Task prompt:
Produce an exact copy of the lines from the line containing "Point to the row" through the last line of the entries below, and only those lines.

Start of Given records

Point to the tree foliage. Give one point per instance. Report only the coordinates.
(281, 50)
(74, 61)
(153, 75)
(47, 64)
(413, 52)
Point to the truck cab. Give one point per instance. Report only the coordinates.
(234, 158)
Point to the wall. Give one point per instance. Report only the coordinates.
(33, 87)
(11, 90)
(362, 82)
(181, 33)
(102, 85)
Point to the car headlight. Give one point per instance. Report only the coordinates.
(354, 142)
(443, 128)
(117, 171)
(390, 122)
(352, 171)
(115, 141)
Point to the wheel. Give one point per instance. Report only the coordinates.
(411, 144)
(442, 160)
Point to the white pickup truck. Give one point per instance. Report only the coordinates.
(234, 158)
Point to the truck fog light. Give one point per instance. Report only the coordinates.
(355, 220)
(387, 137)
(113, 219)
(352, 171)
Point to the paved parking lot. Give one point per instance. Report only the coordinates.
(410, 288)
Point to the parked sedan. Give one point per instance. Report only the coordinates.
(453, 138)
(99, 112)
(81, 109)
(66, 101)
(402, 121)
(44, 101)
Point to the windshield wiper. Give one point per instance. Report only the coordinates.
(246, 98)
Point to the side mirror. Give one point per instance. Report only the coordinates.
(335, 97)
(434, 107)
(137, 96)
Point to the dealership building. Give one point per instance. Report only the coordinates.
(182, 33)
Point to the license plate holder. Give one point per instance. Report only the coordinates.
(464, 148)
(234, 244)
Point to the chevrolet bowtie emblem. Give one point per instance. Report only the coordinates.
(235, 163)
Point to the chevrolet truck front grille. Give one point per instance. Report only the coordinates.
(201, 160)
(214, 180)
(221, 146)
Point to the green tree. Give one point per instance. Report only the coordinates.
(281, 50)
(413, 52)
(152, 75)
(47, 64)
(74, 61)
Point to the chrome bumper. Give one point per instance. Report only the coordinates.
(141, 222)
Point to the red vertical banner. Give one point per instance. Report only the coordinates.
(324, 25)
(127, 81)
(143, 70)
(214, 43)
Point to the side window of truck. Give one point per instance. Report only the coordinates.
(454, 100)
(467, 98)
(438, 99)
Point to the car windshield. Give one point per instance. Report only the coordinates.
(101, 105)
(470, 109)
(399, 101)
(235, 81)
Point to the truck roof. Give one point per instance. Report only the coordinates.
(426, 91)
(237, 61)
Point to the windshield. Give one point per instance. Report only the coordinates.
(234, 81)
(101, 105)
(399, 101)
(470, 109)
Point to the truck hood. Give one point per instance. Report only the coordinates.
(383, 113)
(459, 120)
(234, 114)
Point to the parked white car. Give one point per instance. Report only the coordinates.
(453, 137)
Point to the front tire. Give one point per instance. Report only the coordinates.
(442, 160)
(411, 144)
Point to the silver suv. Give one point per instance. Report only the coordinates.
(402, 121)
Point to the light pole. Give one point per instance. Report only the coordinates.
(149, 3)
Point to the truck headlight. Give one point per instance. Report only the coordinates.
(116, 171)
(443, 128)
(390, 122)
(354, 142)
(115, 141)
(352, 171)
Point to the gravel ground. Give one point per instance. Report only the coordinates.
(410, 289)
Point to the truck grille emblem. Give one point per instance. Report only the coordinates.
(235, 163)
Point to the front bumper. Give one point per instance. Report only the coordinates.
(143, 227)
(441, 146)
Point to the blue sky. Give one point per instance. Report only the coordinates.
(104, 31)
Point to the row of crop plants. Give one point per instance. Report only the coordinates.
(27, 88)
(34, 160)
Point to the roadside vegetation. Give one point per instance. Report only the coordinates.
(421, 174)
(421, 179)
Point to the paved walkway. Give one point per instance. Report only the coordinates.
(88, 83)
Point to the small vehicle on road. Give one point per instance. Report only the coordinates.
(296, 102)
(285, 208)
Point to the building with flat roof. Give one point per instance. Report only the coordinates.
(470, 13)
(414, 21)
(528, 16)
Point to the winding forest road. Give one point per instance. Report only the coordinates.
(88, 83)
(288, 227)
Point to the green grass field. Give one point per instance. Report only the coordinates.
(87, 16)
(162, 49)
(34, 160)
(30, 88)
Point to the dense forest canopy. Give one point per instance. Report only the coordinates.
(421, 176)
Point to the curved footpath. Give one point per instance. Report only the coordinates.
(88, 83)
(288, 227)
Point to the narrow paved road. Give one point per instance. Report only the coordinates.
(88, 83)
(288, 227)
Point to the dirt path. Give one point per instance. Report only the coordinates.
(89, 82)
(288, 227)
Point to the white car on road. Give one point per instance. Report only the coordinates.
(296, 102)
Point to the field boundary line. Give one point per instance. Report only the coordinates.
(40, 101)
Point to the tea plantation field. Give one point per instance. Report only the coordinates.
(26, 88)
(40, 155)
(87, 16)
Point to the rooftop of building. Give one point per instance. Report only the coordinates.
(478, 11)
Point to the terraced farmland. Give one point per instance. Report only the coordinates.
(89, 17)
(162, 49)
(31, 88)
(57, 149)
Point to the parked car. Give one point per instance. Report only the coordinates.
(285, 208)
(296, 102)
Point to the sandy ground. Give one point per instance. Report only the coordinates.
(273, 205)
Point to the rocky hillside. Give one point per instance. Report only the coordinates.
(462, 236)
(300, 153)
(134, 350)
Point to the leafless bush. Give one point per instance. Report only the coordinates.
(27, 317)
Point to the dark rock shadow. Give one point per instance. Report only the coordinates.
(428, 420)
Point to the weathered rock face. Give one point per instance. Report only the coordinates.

End of Given records

Task output:
Point to the row of crop plants. Give one point per instance. Report only the coordinates.
(27, 88)
(34, 160)
Point to the roadside vegetation. Give one point per instance. Report only the coordinates.
(421, 174)
(421, 179)
Point to the paved walkway. Give one point per instance. Report only the coordinates.
(88, 83)
Point to the small vehicle on road. Give one point per instance. Report only the coordinates.
(296, 102)
(285, 208)
Point to the building with flat roof. Give one point per instance. Report only the coordinates.
(470, 13)
(414, 21)
(528, 16)
Point to the winding forest road. Give one point per instance. Report only the coordinates.
(88, 83)
(288, 227)
Point to the green grass field. Give one point per instance. Report only the coordinates.
(87, 16)
(162, 49)
(34, 160)
(30, 88)
Point to the dense forest canopy. Give one point per instance. Report only the coordinates.
(421, 176)
Point to the curved footpath. Give one point per instance. Report only the coordinates.
(88, 83)
(288, 227)
Point to the narrow paved road. Give one point per instance. Report only the coordinates.
(88, 83)
(288, 227)
Point to the dirt path. Give one point per instance. Report only the coordinates.
(89, 82)
(288, 227)
Point to the white car on road. Give one point per instance. Report only the coordinates.
(296, 102)
Point to the field boundary line. Give one point per instance. Report only the coordinates.
(40, 101)
Point to the tea plantation field. Give one point per instance. Report only the coordinates.
(26, 88)
(40, 155)
(87, 16)
Point to the rooftop of building. Give one point per instance. Report only the coordinates.
(478, 11)
Point to the terraced farmland. Give one point per instance. Report only the coordinates.
(89, 17)
(162, 49)
(31, 88)
(57, 149)
Point to the parked car. Give one point per instance. Report only the coordinates.
(285, 208)
(296, 102)
Point to the sandy ground. Give one point per instance. Report only the coordinates.
(273, 205)
Point to the rocky hillside. Give one point per instance. Report only the coordinates.
(462, 236)
(300, 153)
(134, 350)
Point to the leafless bush. Give one point per instance. Report only the coordinates.
(27, 317)
Point to the dark rock shadow. Give one point per instance. Report only the coordinates.
(428, 420)
Point to the weathered rock face. Give one point per instance. Report only the coordinates.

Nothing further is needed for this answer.